▶ [Text excerpt]
•••••
Evidence of T Mokone

[16] T. Mokone testified that on the day in question he was inside the tavern when he was told that someone was shooting at the Complainant. He went outside and saw the Appellant shooting at the Complainant. The Appellant fired three shots. The Appellant was at an arm’s length from the Complainant when he fired the shots. He says that he was three paces away from the Appellant and the Complainant. The Appellant was pointing the firearm at the Complainant’s shoulders. The Appellant primed his firearm to shoot at the Complainant for the fourth time, but his firearm jammed. The Complainant grabbed him and they both fell to the ground. He did not hear the firearm go off when the Appellant and Complainant were fighting for possession thereof.


[17] Under cross-examination he states that the Appellant shot over the Complainant’s shoulders and missed striking him. He did not see the Appellant assault the Complainant on his head with the butt of the firearm. He saw Complainant bleeding. The firearm was kicked out of the Appellant’s hand by Eric.


Appellant’s Evidence

[18] The Appellant testified that he was at My-Boys tavern. He had his uncle’s firearm in his possession which was exposed when he was buying drinks. He went outside to his motor vehicle. He found two boys playfully hitting each other at or near his motor vehicle. He requested them not to play near his motor vehicle. These boys turned towards him. One tried to grab the firearm which was on his waist. He struggled with this person over the firearm. Shots were fired during the struggle and he was injured.
•••••
▶ [Material provided]
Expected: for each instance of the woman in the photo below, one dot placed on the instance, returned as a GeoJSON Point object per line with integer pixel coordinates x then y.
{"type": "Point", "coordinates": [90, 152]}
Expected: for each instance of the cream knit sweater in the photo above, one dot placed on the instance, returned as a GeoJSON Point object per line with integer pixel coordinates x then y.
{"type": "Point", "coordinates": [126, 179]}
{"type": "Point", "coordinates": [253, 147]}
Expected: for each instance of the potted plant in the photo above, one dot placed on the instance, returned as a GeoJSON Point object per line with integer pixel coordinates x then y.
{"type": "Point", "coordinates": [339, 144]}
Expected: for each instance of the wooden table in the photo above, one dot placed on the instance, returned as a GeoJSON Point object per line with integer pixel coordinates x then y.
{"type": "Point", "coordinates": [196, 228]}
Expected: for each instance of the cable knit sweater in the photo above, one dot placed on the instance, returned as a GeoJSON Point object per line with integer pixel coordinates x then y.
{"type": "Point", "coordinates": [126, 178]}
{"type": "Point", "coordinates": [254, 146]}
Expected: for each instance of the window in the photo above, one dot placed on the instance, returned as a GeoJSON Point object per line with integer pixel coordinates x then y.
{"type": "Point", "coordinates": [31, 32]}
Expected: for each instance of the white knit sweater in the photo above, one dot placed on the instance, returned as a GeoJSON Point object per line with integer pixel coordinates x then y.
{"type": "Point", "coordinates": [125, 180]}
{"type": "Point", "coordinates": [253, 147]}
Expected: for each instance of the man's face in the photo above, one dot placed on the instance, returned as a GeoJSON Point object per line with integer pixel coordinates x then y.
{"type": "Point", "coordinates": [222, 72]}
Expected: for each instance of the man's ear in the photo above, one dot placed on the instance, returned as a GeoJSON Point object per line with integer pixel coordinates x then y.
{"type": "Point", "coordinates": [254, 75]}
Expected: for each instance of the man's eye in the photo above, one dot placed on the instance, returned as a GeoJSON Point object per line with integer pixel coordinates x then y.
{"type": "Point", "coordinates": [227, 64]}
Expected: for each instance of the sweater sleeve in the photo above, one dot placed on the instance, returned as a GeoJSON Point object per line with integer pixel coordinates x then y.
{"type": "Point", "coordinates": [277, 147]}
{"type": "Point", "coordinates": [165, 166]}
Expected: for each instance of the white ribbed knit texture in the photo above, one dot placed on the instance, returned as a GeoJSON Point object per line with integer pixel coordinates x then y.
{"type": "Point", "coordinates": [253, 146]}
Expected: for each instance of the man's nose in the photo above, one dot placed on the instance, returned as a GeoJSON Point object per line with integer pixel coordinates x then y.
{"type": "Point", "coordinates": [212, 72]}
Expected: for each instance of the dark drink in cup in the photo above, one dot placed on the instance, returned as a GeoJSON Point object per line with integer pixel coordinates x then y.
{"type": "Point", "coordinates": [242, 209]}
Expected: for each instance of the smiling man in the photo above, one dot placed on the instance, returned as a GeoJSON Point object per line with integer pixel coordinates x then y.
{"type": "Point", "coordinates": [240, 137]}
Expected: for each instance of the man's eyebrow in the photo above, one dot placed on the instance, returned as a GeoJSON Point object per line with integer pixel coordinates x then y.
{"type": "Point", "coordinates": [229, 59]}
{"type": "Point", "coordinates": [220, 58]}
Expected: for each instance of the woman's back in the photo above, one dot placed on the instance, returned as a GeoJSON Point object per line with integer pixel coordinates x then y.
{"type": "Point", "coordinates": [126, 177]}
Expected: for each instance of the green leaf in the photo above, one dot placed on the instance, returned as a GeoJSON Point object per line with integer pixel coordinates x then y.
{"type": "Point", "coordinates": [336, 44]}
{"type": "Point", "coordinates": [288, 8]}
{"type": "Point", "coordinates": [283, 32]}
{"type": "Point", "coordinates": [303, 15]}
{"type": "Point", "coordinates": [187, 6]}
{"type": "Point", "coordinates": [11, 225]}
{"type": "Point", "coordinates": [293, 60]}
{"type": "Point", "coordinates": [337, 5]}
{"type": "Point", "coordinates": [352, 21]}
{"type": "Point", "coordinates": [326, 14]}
•••••
▶ [Tasks to complete]
1) In the court testimony text, who kicked the firearm out of the Appellant's hand?
2) Write the next part of the court testimony text, starting after its final sentence.

▶ [Exercise answers]
1) Eric

2)
[19] A group of people came to the scene. Realising that the firearm may injure these people he surrendered the possession thereof. He could not get into his motor vehicle as his path was blocked. After a struggle, he managed to break loose and ran into My-Boys tavern. Whilst inside the premises a shot went off and he was struck on his hand. He went to the hospital, and was ultimately arrested.


[20] Under cross-examination he admits the firearm was on his waist when he went into the tavern. He denies being drunk. He was not angry at the Complainant and his friends who damaged his motor vehicle. He knows how to handle a firearm. He was an MK member and knows that one should not be temperamental when in possession of a firearm. This firearm was semi-automatic, one has to cock and unlock it before one can fire a shot. He did not check whether the firearm was cocked or had any ammunition in it. He just placed it on his waist. He was not going to use the firearm. He knows the rules pertaining to firearm safety. His companion Splash gave him the firearm. After the first shot went off he did not lock the firearm.


[21] During the struggle for the firearm the second bullet hit him. He was alone inside the tavern when he was shot. He conceded that the only object that could injure the Complainant when they were fighting for possession of the firearm was the firearm itself. He denies that he assaulted the complainant. If he intended to shoot the Complainant from the distance mentioned he would have killed him as he could not have missed. The firearm became visible when it fell to the ground at the time when Splash was pulling him.


Submissions

[22] The Appellant submits that the State witnesses contradicted themselves, with regard to:


  1. the number of persons at the Appellant’s motor vehicle;

  2. the number of shots fired; and

  3. the sequence pertaining to whether the complainant was firstly assaulted by the Appellant with the butt of the firearm and thereafter shot at or vice-versa.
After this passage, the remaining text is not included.